**Source records**
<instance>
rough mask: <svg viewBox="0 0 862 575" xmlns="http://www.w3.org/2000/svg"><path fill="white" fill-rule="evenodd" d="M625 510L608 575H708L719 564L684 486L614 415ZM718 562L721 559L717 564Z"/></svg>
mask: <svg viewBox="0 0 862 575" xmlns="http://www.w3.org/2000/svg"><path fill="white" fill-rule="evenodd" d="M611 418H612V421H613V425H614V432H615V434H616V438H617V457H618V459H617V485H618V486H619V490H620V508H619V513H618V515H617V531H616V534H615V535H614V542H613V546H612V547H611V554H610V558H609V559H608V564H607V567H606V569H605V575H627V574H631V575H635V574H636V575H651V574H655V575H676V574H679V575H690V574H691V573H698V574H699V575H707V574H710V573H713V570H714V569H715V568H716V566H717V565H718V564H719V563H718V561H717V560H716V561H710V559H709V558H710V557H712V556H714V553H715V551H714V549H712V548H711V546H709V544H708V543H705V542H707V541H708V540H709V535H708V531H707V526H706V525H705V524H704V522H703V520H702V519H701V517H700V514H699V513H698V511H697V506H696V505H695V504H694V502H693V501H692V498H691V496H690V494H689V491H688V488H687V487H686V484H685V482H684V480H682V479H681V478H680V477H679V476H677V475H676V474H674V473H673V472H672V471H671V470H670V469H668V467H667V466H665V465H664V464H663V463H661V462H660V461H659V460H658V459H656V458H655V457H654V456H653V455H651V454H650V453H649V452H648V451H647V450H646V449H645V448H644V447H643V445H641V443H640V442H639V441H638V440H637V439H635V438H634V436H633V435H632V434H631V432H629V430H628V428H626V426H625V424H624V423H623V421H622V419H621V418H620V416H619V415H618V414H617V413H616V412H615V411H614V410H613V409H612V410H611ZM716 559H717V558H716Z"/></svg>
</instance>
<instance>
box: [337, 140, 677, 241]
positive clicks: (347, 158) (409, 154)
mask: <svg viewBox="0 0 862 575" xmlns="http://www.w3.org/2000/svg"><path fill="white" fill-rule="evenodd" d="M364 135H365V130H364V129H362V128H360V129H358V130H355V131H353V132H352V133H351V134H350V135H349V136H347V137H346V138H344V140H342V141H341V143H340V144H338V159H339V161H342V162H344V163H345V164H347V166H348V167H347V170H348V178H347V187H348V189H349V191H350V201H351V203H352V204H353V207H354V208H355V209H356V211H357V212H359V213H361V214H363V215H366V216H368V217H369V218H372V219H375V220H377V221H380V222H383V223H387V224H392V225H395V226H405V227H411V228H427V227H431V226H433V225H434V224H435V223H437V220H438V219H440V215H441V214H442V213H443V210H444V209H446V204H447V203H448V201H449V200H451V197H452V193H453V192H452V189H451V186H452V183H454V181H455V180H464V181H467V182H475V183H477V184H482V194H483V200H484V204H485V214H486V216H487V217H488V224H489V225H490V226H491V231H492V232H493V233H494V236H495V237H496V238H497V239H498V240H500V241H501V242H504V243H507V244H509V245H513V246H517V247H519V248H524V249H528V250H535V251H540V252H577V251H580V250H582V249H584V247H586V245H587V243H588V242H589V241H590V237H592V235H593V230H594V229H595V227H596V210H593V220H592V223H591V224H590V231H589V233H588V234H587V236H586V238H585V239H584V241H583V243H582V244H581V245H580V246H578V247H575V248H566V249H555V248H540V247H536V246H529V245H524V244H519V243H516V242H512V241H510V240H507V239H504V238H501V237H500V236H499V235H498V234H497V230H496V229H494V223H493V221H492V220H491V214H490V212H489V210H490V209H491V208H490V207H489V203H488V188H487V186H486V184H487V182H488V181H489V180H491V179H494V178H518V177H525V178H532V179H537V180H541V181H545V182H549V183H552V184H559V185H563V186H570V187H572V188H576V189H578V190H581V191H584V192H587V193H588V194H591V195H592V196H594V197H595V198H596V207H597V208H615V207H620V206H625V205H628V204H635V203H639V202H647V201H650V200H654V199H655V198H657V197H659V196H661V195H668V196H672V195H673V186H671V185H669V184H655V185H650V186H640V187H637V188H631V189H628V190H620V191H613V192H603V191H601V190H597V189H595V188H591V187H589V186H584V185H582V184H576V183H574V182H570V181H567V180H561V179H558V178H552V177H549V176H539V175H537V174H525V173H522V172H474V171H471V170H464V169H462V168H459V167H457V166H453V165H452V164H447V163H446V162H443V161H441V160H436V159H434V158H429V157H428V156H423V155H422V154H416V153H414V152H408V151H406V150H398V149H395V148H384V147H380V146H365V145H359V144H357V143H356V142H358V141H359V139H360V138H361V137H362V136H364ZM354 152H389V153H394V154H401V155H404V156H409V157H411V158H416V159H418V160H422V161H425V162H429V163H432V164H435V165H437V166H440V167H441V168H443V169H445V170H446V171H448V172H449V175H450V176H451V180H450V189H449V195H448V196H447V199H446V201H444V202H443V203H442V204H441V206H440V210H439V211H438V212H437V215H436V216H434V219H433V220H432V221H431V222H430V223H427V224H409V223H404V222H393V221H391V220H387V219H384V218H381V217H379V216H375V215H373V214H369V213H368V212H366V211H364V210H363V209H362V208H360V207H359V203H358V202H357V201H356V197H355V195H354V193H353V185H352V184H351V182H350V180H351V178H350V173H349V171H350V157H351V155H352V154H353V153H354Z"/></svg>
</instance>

**Assignment**
Nothing but the lines from the first line of the data through the line with "box: [337, 140, 677, 241]" should be returned, exactly as they appear, both ends included.

**Task result**
<instance>
rough mask: <svg viewBox="0 0 862 575" xmlns="http://www.w3.org/2000/svg"><path fill="white" fill-rule="evenodd" d="M625 510L608 575H708L719 564L684 486L614 415ZM718 562L721 559L717 564Z"/></svg>
mask: <svg viewBox="0 0 862 575" xmlns="http://www.w3.org/2000/svg"><path fill="white" fill-rule="evenodd" d="M611 418H612V421H613V425H614V432H615V434H616V438H617V457H618V459H617V485H618V486H619V490H620V508H619V513H618V515H617V531H616V534H615V535H614V542H613V546H612V547H611V554H610V558H609V559H608V564H607V567H606V569H605V575H627V574H631V575H635V574H636V575H651V574H655V575H676V574H679V575H690V574H691V573H698V574H699V575H707V574H710V573H713V570H714V569H715V568H716V566H717V565H718V564H719V563H718V561H717V560H716V561H710V559H709V558H710V557H712V556H714V553H715V551H714V549H712V548H711V546H709V544H708V543H705V542H707V541H708V540H709V535H708V531H707V526H706V525H705V524H704V522H703V520H702V519H701V517H700V514H699V513H698V511H697V506H696V505H695V504H694V502H693V501H692V498H691V496H690V494H689V491H688V488H687V487H686V484H685V482H684V480H682V479H681V478H680V477H679V476H677V475H676V474H674V473H673V472H672V471H671V470H670V469H668V467H667V466H665V465H664V464H663V463H661V462H660V461H659V460H658V459H656V458H655V457H654V456H653V455H651V454H650V453H649V452H648V451H647V450H646V449H645V448H644V447H643V445H641V443H640V442H639V441H638V440H637V439H635V438H634V436H633V435H632V434H631V432H629V430H628V428H626V426H625V424H624V423H623V421H622V419H621V418H620V416H619V415H618V414H617V413H616V412H615V411H614V410H613V409H612V410H611ZM716 559H717V558H716Z"/></svg>
</instance>
<instance>
box: [337, 140, 677, 241]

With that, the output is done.